◆ **Описание задания**: Выпишите, пожалуйста, из отрывка о ташкентских годах Лабаса все приведённые в кавычках названия его работ.

◆ **Избранный отрывок**:
________________________________________

Александр Аркадьевич потом и сам удивлялся, как все успевал: акварели, театр, диорамы-панорамы, плакаты для Окон Узтага (узбекского варианта «Окон РОСТА»), театр, выставки. В республике он, автор грандиозной диорамы «Большой Ферганский канал» на ВСХВ, пользовался авторитетом. Надзор за деятелями искусства ослаб, и казалось, после войны все будет совершенно иначе. Лабаса приняли в Союз художников Узбекистана, а Тышлеру за работу в театре присвоили звание заслуженного художника УзССР. «Классикам советского формализма» Лабасу и Тышлеру даже устроили персональные выставки. Валерий, сын жившего в Ташкенте художника Александра Николаевича Волкова, вспоминал, как отец наказал ему пойти посмотреть акварели Лабаса. «Не часто потом удавалось видеть произведения, так глубоко запавшие в душу. „Военная Москва“ Лабаса слилась для меня со временем и судьбой… Безмятежность и предчувствие войны, радость мира…»
В 1942 году Государственный музей истории и искусства народов УзССР заказал Лабасу панорамы «Северный Ташкентский канал» и «Великая Отечественная война». Дальше эскизов и макета дело не пошло, но удалось получить авансы и «рекомендательные письма», благодаря которым он сумел вызволить отправленную на хлопок жену. «Лонечка думала, что не вернется оттуда живой: руки окровавленные, сознание от палящего солнца путается. Дня через три к их полю подъехал грузовичок и из него вышел… ее Шурочка, вернее, выбежал и помчался, размахивая какой-то бумажкой». Помимо истории спасения Леони Беновны, Ольга Бескина-Лабас хорошо помнит и другие «ташкентские рассказы». О живописных базарах, на которых, как вспоминала Татьяна Луговская, ничего нельзя было купить («Фламандские натюрморты и узбекские узкие глаза. Орехи, сахар, сало, виноград и астрономические цены»), о званом обеде у министра культуры Узбекистана: «Был подан плов. Запахи невозможные, а все голодные. Гостей рассадили вокруг казана и предложили есть руками. Дядя Шура к подобному не привык, стеснялся, нервничал, отчего так и остался голодным. Зато Лонечке повезло: узнав, что она иностранка, хозяева выдали ей ложку, и она вволю налопалась вкуснейшего плова».

________________________________________

(Описания объектов в свободной форме)
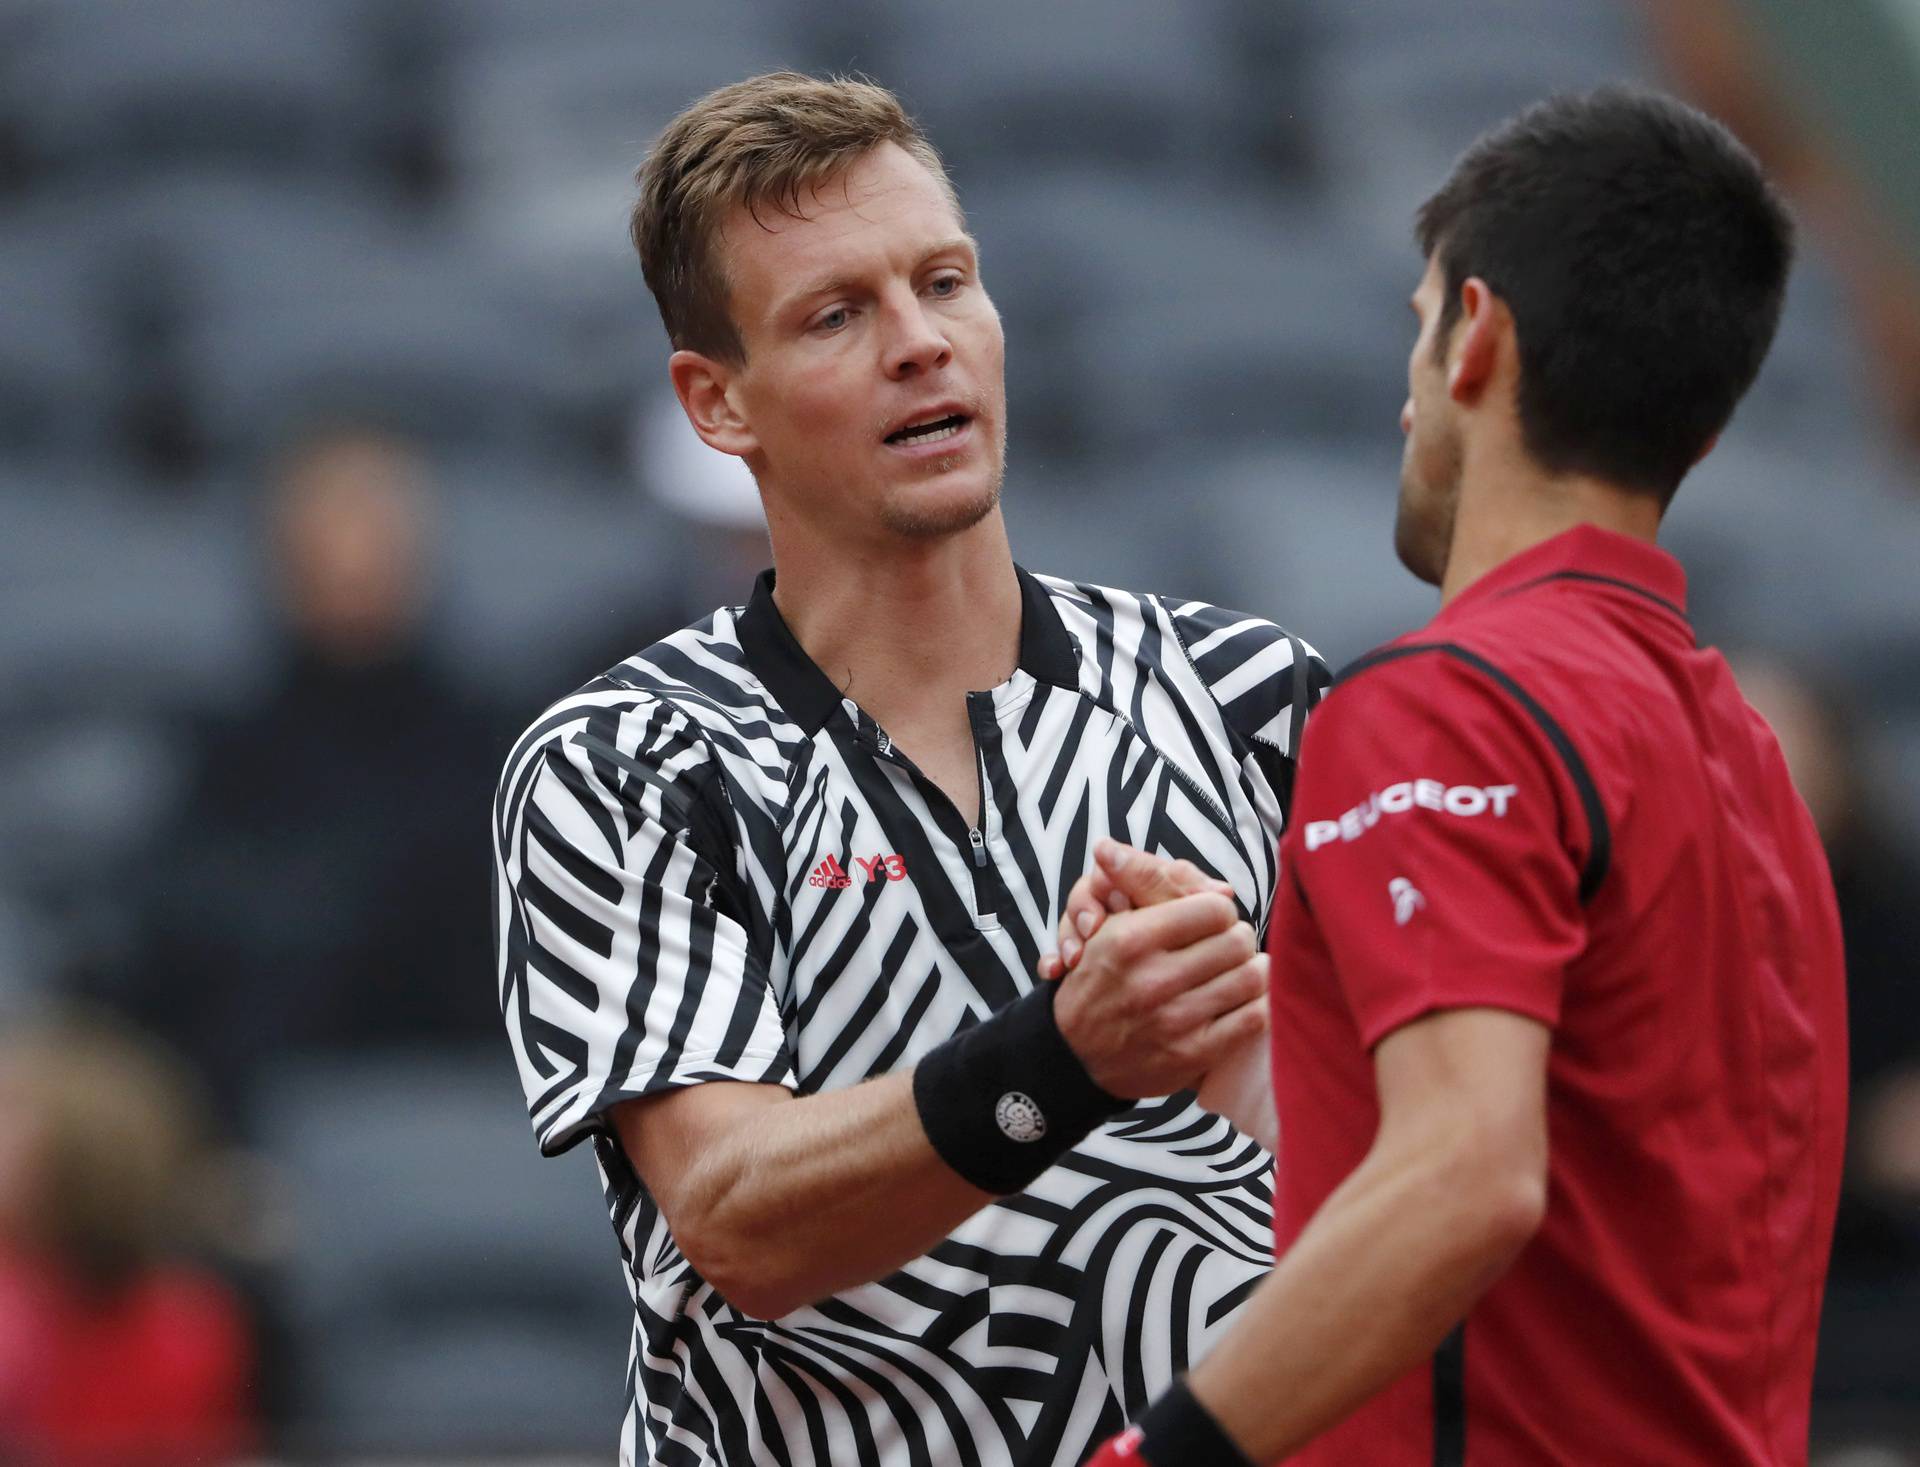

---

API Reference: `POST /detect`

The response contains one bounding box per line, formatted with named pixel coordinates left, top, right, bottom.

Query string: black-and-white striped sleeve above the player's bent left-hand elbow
left=493, top=705, right=795, bottom=1156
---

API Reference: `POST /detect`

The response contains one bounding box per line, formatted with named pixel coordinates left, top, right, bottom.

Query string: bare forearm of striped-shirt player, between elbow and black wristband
left=680, top=1073, right=991, bottom=1317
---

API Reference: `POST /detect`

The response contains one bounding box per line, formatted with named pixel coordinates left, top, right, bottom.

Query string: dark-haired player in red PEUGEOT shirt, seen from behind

________________________________________

◆ **Результат упражнения**:
«Большой Ферганский канал»
«Военная Москва»
«Северный Ташкентский канал»
«Великая Отечественная война»